THE DATA: Begin
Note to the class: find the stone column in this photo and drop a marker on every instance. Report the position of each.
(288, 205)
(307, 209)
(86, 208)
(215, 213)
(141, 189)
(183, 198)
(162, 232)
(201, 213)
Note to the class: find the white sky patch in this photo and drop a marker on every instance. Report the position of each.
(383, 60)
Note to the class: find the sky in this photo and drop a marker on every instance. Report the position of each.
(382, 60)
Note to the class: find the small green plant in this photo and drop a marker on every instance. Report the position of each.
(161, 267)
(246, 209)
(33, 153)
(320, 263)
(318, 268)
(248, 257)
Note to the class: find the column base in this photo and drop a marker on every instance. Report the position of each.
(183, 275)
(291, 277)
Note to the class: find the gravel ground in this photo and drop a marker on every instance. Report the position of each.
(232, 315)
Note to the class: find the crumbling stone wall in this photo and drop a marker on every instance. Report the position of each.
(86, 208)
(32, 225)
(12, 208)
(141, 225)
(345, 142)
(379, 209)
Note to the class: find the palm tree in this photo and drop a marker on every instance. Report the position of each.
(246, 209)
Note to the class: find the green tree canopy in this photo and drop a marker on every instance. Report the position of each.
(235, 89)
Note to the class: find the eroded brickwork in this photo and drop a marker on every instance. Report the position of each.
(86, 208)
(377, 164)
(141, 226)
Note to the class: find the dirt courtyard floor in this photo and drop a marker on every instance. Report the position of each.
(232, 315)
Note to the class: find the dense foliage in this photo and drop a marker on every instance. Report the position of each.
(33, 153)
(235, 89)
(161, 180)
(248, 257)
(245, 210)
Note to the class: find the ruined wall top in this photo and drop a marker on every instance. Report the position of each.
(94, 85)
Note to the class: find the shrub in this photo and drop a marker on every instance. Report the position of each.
THE DATA: End
_EXERCISE_:
Would you restate all of the material, word for word?

_WRITTEN SOLUTION_:
Note to the class: find the stone column in this photo and drop a marker on every instance. Report the position of each.
(288, 205)
(307, 209)
(86, 208)
(215, 213)
(141, 189)
(183, 198)
(162, 232)
(201, 213)
Note to the class: find the white sky patch in this photo and drop a marker on every instance. Report the position of each.
(383, 60)
Note to the class: find the sky in this photo and drop a marker on every instance. Report the position of each.
(382, 60)
Note to the class: find the small green plant in this photo and drop a marker on every instance. Report the position of each.
(161, 267)
(246, 209)
(33, 153)
(320, 263)
(318, 268)
(248, 257)
Note to the class: find the column base in this photo and drop a marker on every instance. Report the position of each.
(183, 275)
(291, 277)
Note to the class: find the gravel ground in this photo and drop a marker on every instance. Report the position of each.
(232, 315)
Note to the class: find the crumbling stone wall in this photo and drop a marker on every instance. Report the position of each.
(86, 208)
(32, 225)
(12, 208)
(141, 225)
(345, 142)
(379, 209)
Note to the class: find the palm tree in this photo and drop a marker on every instance. Report the position of each.
(246, 209)
Note to the class: find the green tree canopy in this photo and drop a marker on every instance. Report the position of each.
(235, 89)
Note to the class: find the eroded brickwork in this photo and drop a marker on every instance. Report the position of each.
(86, 208)
(377, 164)
(141, 226)
Note to the class: find the dirt courtyard floor in this photo and drop a marker on every instance. Report the position of each.
(232, 315)
Note to the class: find the dense foliage in this photo and drop a marker on every instance. Report the position of each.
(33, 153)
(235, 89)
(161, 180)
(248, 257)
(245, 210)
Note to the class: find the ruined wall top in this photo and drop a marker on every instance. Report the position of each.
(94, 85)
Note to the class: find the shrub in this photo and drop a marker on every instance. Report the position of each.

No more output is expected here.